Preguntas planteadas:
(a) Transcriba el fragmento del texto sobre el amor de Jesús que comienza en "Si de verdad" y termina en "sentido del Evangelio.".
(b) Prosiga el texto sobre el amor de Jesús a partir de su última oración.

Sección de texto:
▼
La Biblia señala que el amor que proclama no son meras palabras, sino que se expresa con ‘servicio’ y ‘sacrificio’ concretos. Cuando Jesús se sentó a comer con publicanos y pecadores, aun a costa de ser criticado por fariseos y escribas, no le importaron las censuras. Más bien, Él los buscaba, convivía con ellos, les señalaba su pecado y, a la vez, les ofrecía perdón y restauración. El amor verdadero es ese “amor que va al encuentro”, que se pone en marcha.
Si de verdad hemos conocido a Jesús, nosotros también deberíamos poder servir y acoger a las personas con ese amor. Al igual que Jesús, hemos de cuidar y acompañar a los pecadores, a los publicanos y a los más marginados y sufrientes de nuestro entorno. Allí se manifiesta de forma más palpable el amor de Cristo. Tal como el pastor David Jang ha enseñado en repetidas ocasiones, para que la Iglesia actúe como sal y luz en la sociedad, es imprescindible que se base en el amor sacrificial de Jesús y que salga a buscar concretamente a quienes necesitan ayuda. Cuando no nos limitamos a proclamar el Evangelio de palabra, sino que lo demostramos con nuestros hechos, la gente capta y comprende el verdadero sentido del Evangelio.
▲
Líneas registradas:
▼
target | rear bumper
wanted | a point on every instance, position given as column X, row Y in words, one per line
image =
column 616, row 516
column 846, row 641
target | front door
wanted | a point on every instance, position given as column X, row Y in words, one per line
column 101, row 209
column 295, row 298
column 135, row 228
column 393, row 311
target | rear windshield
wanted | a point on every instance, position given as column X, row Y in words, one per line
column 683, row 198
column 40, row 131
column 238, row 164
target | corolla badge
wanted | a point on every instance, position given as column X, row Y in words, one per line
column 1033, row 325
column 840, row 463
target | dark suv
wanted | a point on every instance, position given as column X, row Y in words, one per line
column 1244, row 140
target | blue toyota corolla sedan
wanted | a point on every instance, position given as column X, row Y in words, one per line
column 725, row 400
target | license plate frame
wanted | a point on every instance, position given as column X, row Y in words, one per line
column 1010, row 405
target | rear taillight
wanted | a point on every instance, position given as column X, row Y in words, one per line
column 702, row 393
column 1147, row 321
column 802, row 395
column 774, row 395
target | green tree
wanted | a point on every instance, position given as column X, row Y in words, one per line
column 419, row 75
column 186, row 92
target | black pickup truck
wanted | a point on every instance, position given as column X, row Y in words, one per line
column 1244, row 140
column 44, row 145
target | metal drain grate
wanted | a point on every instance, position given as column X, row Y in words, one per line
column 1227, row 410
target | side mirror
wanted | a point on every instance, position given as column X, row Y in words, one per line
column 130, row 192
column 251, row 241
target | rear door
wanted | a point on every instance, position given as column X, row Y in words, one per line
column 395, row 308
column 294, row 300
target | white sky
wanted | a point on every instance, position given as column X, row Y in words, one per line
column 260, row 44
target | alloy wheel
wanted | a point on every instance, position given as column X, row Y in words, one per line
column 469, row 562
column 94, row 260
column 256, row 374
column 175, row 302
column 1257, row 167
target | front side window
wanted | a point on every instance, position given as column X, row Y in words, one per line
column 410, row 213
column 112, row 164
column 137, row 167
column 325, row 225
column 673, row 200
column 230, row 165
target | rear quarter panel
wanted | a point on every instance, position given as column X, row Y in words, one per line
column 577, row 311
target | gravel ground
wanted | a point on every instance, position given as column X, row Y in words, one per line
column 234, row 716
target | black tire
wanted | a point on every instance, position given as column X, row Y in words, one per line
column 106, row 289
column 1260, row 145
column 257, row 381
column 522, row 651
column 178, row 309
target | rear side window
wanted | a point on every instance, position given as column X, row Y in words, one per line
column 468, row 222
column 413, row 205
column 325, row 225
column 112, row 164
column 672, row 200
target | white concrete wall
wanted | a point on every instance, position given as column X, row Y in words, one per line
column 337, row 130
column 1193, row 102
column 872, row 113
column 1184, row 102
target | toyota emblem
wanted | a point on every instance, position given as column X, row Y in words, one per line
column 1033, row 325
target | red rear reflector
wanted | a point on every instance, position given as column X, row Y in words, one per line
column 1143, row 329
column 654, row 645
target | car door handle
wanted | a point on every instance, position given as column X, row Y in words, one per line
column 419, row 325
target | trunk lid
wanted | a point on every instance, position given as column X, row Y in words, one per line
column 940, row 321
▲
Conjunto de respuestas:
(a)
Si de verdad hemos conocido a Jesús, nosotros también deberíamos poder servir y acoger a las personas con ese amor. Al igual que Jesús, hemos de cuidar y acompañar a los pecadores, a los publicanos y a los más marginados y sufrientes de nuestro entorno. Allí se manifiesta de forma más palpable el amor de Cristo. Tal como el pastor David Jang ha enseñado en repetidas ocasiones, para que la Iglesia actúe como sal y luz en la sociedad, es imprescindible que se base en el amor sacrificial de Jesús y que salga a buscar concretamente a quienes necesitan ayuda. Cuando no nos limitamos a proclamar el Evangelio de palabra, sino que lo demostramos con nuestros hechos, la gente capta y comprende el verdadero sentido del Evangelio.

(b)
Todos debemos reconocer que en lo más profundo del corazón poseemos el sentir de un pastor. Puesto que Dios creó al ser humano “a Su imagen”, en nuestro interior habita la compasión hacia el necesitado y la inclinación a cuidar la vida frágil. La lógica del mundo suele dar más importancia a la mayoría representada por 99 ovejas, y concluye: “Es más importante el bienestar del grupo que la de un solo individuo”. Con tal mentalidad, puede parecer poco eficiente destinar recursos, tiempo y esfuerzo a ayudar a los marginados. Sin embargo, la lógica del Evangelio es todo lo contrario. El Señor presenta la historia del pastor que deja a las 99 ovejas en el campo para ir en busca de la que se perdió, subrayando así que “para Dios, ese único ser extraviado es sumamente valioso”.
2. El Evangelio para publicanos y pecadores
Lucas 15 muestra claramente este “corazón de Dios por cada vida”. En el versículo 1 leemos: “Se acercaban a Jesús todos los publicanos y pecadores para oírle”. Y en el 2: “Los fariseos y los escribas murmuraban diciendo: ‘Éste recibe a los pecadores y come con ellos’”. En la sociedad judía, ‘pecadores’ no solo designaba a quienes transgredían normas religiosas o morales, sino a todos aquellos marginados que la mayoría rehuía. Pero Jesús no solo no los excluyó, sino que se sentó a la mesa con ellos y compartió su vida. Esto no solo rompió un tabú social, sino que sacudió profundamente la mentalidad de quienes conocían la Ley de Moisés.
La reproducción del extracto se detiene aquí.